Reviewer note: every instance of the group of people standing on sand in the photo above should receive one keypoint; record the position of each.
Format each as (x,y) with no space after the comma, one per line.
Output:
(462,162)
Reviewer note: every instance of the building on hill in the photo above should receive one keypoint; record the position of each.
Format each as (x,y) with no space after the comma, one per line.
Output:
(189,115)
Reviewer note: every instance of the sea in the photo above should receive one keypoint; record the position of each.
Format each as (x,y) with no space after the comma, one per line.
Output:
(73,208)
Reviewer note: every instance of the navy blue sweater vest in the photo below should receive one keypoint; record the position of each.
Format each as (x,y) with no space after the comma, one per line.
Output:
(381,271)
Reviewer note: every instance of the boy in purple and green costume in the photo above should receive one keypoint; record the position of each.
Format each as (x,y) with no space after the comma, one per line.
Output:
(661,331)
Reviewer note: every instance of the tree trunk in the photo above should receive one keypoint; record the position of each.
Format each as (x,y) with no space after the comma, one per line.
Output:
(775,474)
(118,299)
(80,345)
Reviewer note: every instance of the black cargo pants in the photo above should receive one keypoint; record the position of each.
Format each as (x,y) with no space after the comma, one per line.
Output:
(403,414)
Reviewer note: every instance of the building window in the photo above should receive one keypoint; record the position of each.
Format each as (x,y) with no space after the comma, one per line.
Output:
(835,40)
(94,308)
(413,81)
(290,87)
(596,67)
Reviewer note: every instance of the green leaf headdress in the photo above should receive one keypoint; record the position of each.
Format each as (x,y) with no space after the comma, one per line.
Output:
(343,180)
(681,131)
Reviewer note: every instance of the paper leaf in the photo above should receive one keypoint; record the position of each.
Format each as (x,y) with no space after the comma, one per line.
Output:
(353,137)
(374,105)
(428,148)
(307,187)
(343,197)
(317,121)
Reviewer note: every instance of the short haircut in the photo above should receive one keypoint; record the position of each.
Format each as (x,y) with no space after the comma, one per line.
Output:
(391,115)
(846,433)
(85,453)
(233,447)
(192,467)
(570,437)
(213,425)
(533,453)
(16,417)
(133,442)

▸ Exercise objective:
Rewrite all of the records above, swapping "Reviewer note" for "Annotator note" everywhere it appears and leaving everything else unchanged.

▸ Completed exercise:
Annotator note: every instance of the group of people standing on sand in the photo above should receive one keypoint; record the position of each.
Format each as (x,y) with no space after the comma, one per line.
Output:
(462,162)
Annotator note: every instance of the building on hill in the photo above should receive one keypoint; record the position of each.
Format each as (x,y) with no space after the comma, one per line.
Output:
(189,115)
Annotator note: every instance of the sea in the photo above should receive one keypoint; record the position of each.
Format each as (x,y) with no space after the comma, one per line.
Output:
(73,208)
Annotator note: every instance of the navy blue sweater vest in the photo below should receive one keypoint; record the position of each.
Format each as (x,y) with no space after the comma, one per line.
Output:
(381,271)
Annotator note: every instance of the boy in purple and green costume in the photo above should receive one keypoint; record the position of each.
Format each as (x,y) with no space after the comma, one per line.
Output:
(661,331)
Annotator note: every instance of the tree trunk in the photo above should receive one keypoint; record the position of each.
Format each as (x,y) with no space after the comma, one per line.
Output:
(775,474)
(118,299)
(80,345)
Annotator note: every instance of the black cargo pants in the photo above should receive one keypoint; record the position of each.
Format each as (x,y) with no space after the comma, one per line.
Output:
(403,414)
Annotator note: every instance of the building window in the photo above should receive one keypoint; record the position of each.
Format each as (x,y) with no space after the comma, one per line.
Output:
(835,40)
(94,308)
(413,81)
(290,87)
(596,67)
Annotator note: every instance of the green leaf headdress in the photo above should receive one keypoint; record the position of each.
Format each as (x,y) with no space after the comma, one per line.
Output:
(343,180)
(681,131)
Annotator note: every instance of the paper leaf in the photo above should receive one keypoint; record the position of each.
Format each as (x,y) with no space after the comma, one per line.
Output:
(353,137)
(374,105)
(428,148)
(307,187)
(343,197)
(317,121)
Annotator note: every instance of the short haircut in the photo above should receive one keypoint; record the position of each.
Format each as (x,y) with no space after the comma, one per line.
Output:
(391,115)
(846,433)
(85,453)
(233,447)
(192,467)
(570,437)
(213,425)
(533,453)
(16,417)
(133,442)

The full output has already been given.